ИЗВЛЕЧЁННЫЙ ТЕКСТ:
• • • •

ПРЕСТУПЛЕНИЕ И НАКАЗАНИЕ

   Французские полицейские, одетые в любую форму – жандармы, отряд полиции особого назначения, национальная гвардия – обладают безусловной и неоспоримой репутацией в самых широких кругах: они выносливы, несговорчивы, тщеславны и чрезвычайно коррумпированы. И французов не слишком шокируют многочисленные доказательства этого.
   Обычный полицейский куда больше озабочен борьбой с бумагами и всяческой писаниной, чем борьбой с преступниками. А потому неуплата налогов, спекуляция, торговля на черном рынке, мелкие кражи и бродяжничество не считаются "достаточно серьезными", чтобы портить показатели. Исключение составляют разве что особо тяжкие преступления – насилие, убийство, поджог и ограбление с нанесением телесных повреждений.
   Иногда же полицейским просто не о чем беспокоиться. Например, где-нибудь в деревне на юго-западе Франции, в маленьком полицейском участке местные жандармы порой целыми днями играют в шары, или слушают легкую музыку, или надувают воздушные шарики для своих детишек.
   Каждый день они закрывают участок на два часа – это время законного обеденного перерыва – и тогда дивные ароматы начинают просачиваться из дверей кухни, выходящих на задний двор. А вечером такой полицейский мирно сидит у себя на веранде, прихлебывая аперитив.
   Если вы постучитесь к нему и сообщите, скажем, об ограблении, он, скрывая раздражение, любезно назовет вам номер телефона жандармерии в городке Сен-Жан-де-Люз, находящемся в нескольких километрах от данной деревни. При этом местных жителей подобный порядок вещей ничуть не беспокоит.

• • • •

СОДЕРЖИМОЕ НАБОРА ДАННЫХ:
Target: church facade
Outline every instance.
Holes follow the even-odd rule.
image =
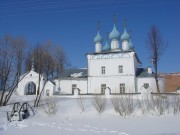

• • • •

КОРОТКОЕ ЗАДАНИЕ: Выведите без изменений отрывок из текста о французской полиции, начиная со слов «Иногда же полицейским» и заканчивая словами «ничуть не беспокоит.».

РЕЗУЛЬТАТ:
Иногда же полицейским просто не о чем беспокоиться. Например, где-нибудь в деревне на юго-западе Франции, в маленьком полицейском участке местные жандармы порой целыми днями играют в шары, или слушают легкую музыку, или надувают воздушные шарики для своих детишек.
   Каждый день они закрывают участок на два часа – это время законного обеденного перерыва – и тогда дивные ароматы начинают просачиваться из дверей кухни, выходящих на задний двор. А вечером такой полицейский мирно сидит у себя на веранде, прихлебывая аперитив.
   Если вы постучитесь к нему и сообщите, скажем, об ограблении, он, скрывая раздражение, любезно назовет вам номер телефона жандармерии в городке Сен-Жан-де-Люз, находящемся в нескольких километрах от данной деревни. При этом местных жителей подобный порядок вещей ничуть не беспокоит.